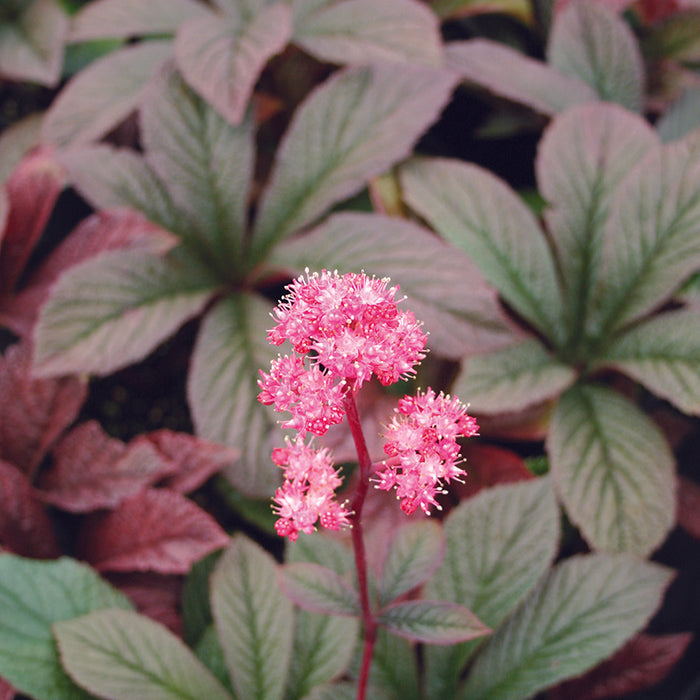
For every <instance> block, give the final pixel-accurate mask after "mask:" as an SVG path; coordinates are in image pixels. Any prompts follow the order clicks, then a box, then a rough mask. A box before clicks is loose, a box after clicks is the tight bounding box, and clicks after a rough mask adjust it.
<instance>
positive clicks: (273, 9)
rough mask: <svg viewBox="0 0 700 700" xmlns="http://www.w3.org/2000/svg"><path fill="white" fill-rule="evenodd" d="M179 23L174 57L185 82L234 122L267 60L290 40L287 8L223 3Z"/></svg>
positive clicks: (276, 2) (249, 96)
mask: <svg viewBox="0 0 700 700" xmlns="http://www.w3.org/2000/svg"><path fill="white" fill-rule="evenodd" d="M226 9H227V11H226V12H225V13H218V12H217V13H215V12H208V13H206V14H205V15H203V16H201V17H197V18H196V19H193V20H191V21H189V22H186V23H185V24H183V25H182V26H181V27H180V28H179V29H178V32H177V36H176V38H175V56H176V59H177V64H178V67H179V68H180V70H181V71H182V74H183V76H184V77H185V80H187V82H188V83H189V84H190V85H191V86H192V88H193V89H194V90H196V91H197V92H198V93H199V94H200V95H201V96H202V97H203V98H204V99H205V100H206V101H207V102H209V103H210V104H211V105H212V106H213V107H214V108H215V109H216V110H217V111H218V112H219V113H220V114H221V115H222V116H223V117H224V118H225V119H226V120H228V121H229V122H231V124H234V125H235V124H239V123H240V122H241V120H242V119H243V115H244V114H245V112H246V109H247V107H248V101H249V100H250V97H251V95H252V93H253V88H254V87H255V83H256V82H257V81H258V78H259V77H260V73H261V72H262V70H263V68H264V67H265V64H266V63H267V61H268V60H269V59H270V58H272V56H274V55H275V54H277V53H279V52H280V51H282V49H284V47H285V46H286V45H287V43H288V41H289V40H290V38H291V36H292V10H291V7H290V6H289V5H288V4H287V3H285V2H276V3H272V4H269V5H264V4H261V6H260V7H258V8H257V11H256V12H254V13H252V14H249V13H248V12H246V10H247V9H248V8H245V9H244V8H240V7H239V6H238V4H236V3H228V4H227V8H226Z"/></svg>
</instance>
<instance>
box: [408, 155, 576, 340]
mask: <svg viewBox="0 0 700 700" xmlns="http://www.w3.org/2000/svg"><path fill="white" fill-rule="evenodd" d="M400 179H401V185H402V188H403V194H404V198H405V200H406V202H407V203H408V204H409V206H411V208H412V209H414V210H415V211H416V212H417V213H418V214H420V215H421V216H422V217H423V218H425V219H426V220H427V221H428V222H429V223H430V224H431V225H432V226H433V228H435V230H436V231H437V232H438V233H439V234H440V235H441V236H443V238H446V239H447V240H449V241H450V242H451V243H454V244H455V245H456V246H458V247H459V248H461V249H462V250H463V251H464V252H466V253H467V255H469V256H470V257H471V258H472V260H473V261H474V262H475V263H476V265H477V266H478V267H479V269H480V270H481V272H482V273H483V275H484V277H486V279H487V280H488V281H489V282H490V283H491V284H493V285H494V287H496V289H498V291H499V292H500V293H501V295H502V296H503V297H504V298H505V300H506V301H507V302H508V303H509V304H510V305H511V306H512V307H513V308H514V309H515V310H516V311H517V312H518V313H520V314H521V315H522V316H523V317H524V318H525V319H526V320H528V321H529V322H530V323H532V324H533V325H534V326H536V327H537V328H538V329H539V330H540V331H541V332H542V333H543V334H544V335H545V336H547V337H550V338H552V339H553V340H554V341H555V342H559V341H560V340H561V336H562V332H563V328H562V327H561V319H560V315H561V291H560V288H559V282H558V280H557V275H556V272H555V268H554V258H553V256H552V253H551V250H550V249H549V246H548V245H547V241H546V239H545V237H544V234H543V233H542V230H541V229H540V227H539V225H538V223H537V221H536V219H535V217H534V215H533V213H532V211H531V210H530V209H529V208H528V207H527V205H526V204H525V203H524V202H523V201H522V200H521V199H520V198H519V197H518V195H517V194H516V193H515V192H514V191H513V190H511V189H510V188H509V187H508V186H507V185H506V183H505V182H503V181H502V180H500V179H499V178H497V177H496V176H495V175H493V174H491V173H490V172H489V171H487V170H484V169H483V168H480V167H478V166H476V165H471V164H468V163H463V162H460V161H456V160H448V159H444V158H431V159H415V160H413V161H410V162H409V163H407V164H406V165H404V166H402V168H401V170H400Z"/></svg>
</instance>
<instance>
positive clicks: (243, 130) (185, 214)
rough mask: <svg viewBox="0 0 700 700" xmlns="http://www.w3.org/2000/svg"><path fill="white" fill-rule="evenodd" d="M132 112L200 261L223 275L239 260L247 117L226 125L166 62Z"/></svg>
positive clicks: (244, 212)
mask: <svg viewBox="0 0 700 700" xmlns="http://www.w3.org/2000/svg"><path fill="white" fill-rule="evenodd" d="M140 116H141V122H140V123H141V138H142V143H143V145H144V147H145V149H146V151H147V155H146V160H147V162H148V164H149V165H150V166H151V167H152V168H153V170H154V172H155V173H156V174H157V176H158V177H159V179H160V181H161V182H162V183H163V185H164V186H165V188H166V189H167V191H168V194H169V195H170V197H171V199H172V202H173V203H174V205H175V206H176V207H177V208H178V211H180V212H183V213H184V214H185V215H186V217H187V218H188V219H189V220H190V221H191V222H192V225H193V227H194V231H195V233H194V235H195V236H196V238H197V242H198V245H199V247H200V248H203V249H204V250H205V251H206V254H207V260H208V261H210V262H211V265H212V266H213V267H214V268H215V269H218V270H219V272H220V275H221V276H222V278H224V279H226V278H231V277H232V276H233V273H234V272H235V271H238V270H239V268H240V264H241V259H242V248H243V237H244V232H245V226H246V221H247V212H248V198H249V194H250V188H251V182H252V179H253V165H254V157H255V154H254V144H253V140H254V131H253V127H254V125H253V123H252V120H251V119H246V120H245V122H244V123H243V124H241V125H240V126H239V127H237V128H234V127H232V126H231V125H230V124H229V123H228V122H226V121H225V120H224V119H222V118H221V117H220V116H219V114H218V113H217V112H215V111H214V110H213V109H212V108H211V107H210V106H209V105H208V104H207V103H206V102H204V101H203V100H201V99H200V98H199V97H198V96H197V95H195V94H194V93H193V92H192V91H191V90H190V89H189V88H188V87H187V85H186V84H185V83H184V82H183V80H182V78H181V77H180V76H179V75H178V74H177V73H176V72H175V71H174V70H173V68H172V66H171V65H170V64H168V65H166V66H164V67H163V69H162V70H161V71H160V72H158V74H157V76H156V79H155V80H153V81H152V83H151V84H150V85H149V86H148V88H147V92H146V95H145V98H144V100H143V106H142V108H141V115H140Z"/></svg>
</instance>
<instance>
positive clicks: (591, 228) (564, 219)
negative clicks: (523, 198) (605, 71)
mask: <svg viewBox="0 0 700 700" xmlns="http://www.w3.org/2000/svg"><path fill="white" fill-rule="evenodd" d="M658 143H659V141H658V138H657V137H656V135H655V134H654V131H653V129H652V128H651V127H650V126H649V124H648V123H647V122H646V121H645V120H644V119H642V118H641V117H638V116H636V115H634V114H630V113H629V112H627V111H626V110H624V109H622V108H621V107H618V106H617V105H612V104H600V103H596V104H589V105H584V106H581V107H576V108H574V109H571V110H569V111H567V112H566V113H565V114H563V115H561V116H560V117H557V118H556V119H554V120H553V121H552V123H551V124H550V126H549V128H548V129H547V130H546V131H545V134H544V137H543V138H542V140H541V141H540V145H539V149H538V152H537V160H536V162H535V166H536V170H537V180H538V183H539V187H540V192H541V194H542V196H543V197H544V198H545V199H546V200H547V204H548V209H547V210H546V211H545V220H546V222H547V227H548V231H549V234H550V237H551V239H552V242H553V245H554V251H555V255H556V257H557V264H558V266H559V271H560V273H561V279H562V284H563V287H564V297H565V303H566V310H567V328H568V333H569V339H570V342H571V343H572V345H576V344H577V343H578V342H580V337H576V333H580V332H581V330H582V328H583V325H584V322H585V317H586V313H587V311H588V308H589V304H590V294H591V288H592V286H593V284H594V282H595V278H596V276H597V275H598V274H599V270H600V264H601V260H600V257H601V247H602V242H603V229H604V226H605V222H606V220H607V215H608V209H609V206H610V200H611V199H612V197H613V195H614V193H615V190H616V188H617V187H618V185H619V184H620V182H621V181H622V179H623V178H624V177H625V175H627V173H628V172H629V171H630V169H631V168H632V167H633V166H634V165H635V164H636V163H637V162H638V161H639V160H640V159H641V158H642V157H643V156H644V155H645V154H646V153H647V152H648V151H650V150H651V149H652V148H653V147H655V146H658Z"/></svg>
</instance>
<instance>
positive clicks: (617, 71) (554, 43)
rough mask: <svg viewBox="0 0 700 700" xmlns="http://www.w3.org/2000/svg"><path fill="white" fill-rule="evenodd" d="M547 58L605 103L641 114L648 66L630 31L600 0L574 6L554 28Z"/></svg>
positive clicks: (587, 2)
mask: <svg viewBox="0 0 700 700" xmlns="http://www.w3.org/2000/svg"><path fill="white" fill-rule="evenodd" d="M547 60H548V61H549V63H550V64H551V65H552V66H554V68H556V69H557V70H559V71H561V72H562V73H564V74H565V75H568V76H571V77H572V78H579V79H580V80H583V82H585V83H587V84H588V85H590V86H591V87H592V88H593V89H594V90H595V91H596V93H597V94H598V97H599V98H600V99H601V100H606V101H608V102H617V103H619V104H621V105H622V106H623V107H626V108H627V109H630V110H632V111H633V112H640V111H641V109H642V99H643V96H644V64H643V61H642V54H641V52H640V50H639V46H638V45H637V40H636V39H635V37H634V34H633V33H632V30H631V29H630V28H629V27H628V26H627V24H626V23H625V22H624V20H623V19H622V18H621V17H619V16H618V15H617V14H616V13H615V12H614V11H613V10H612V9H611V8H608V7H605V5H604V4H603V3H600V2H581V1H580V0H578V1H576V2H570V3H568V4H567V6H566V7H565V8H564V9H563V10H562V11H561V12H559V13H558V14H557V15H556V17H555V19H554V23H553V25H552V31H551V33H550V35H549V42H548V45H547Z"/></svg>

+++

# What the task asks
List every line of the data above that contains the string "positive". Matching is case-sensitive.

# Solution for this task
positive clicks: (273, 9)
positive clicks: (276, 2) (249, 96)
positive clicks: (243, 130) (185, 214)
positive clicks: (244, 212)
positive clicks: (591, 228) (564, 219)
positive clicks: (617, 71) (554, 43)
positive clicks: (587, 2)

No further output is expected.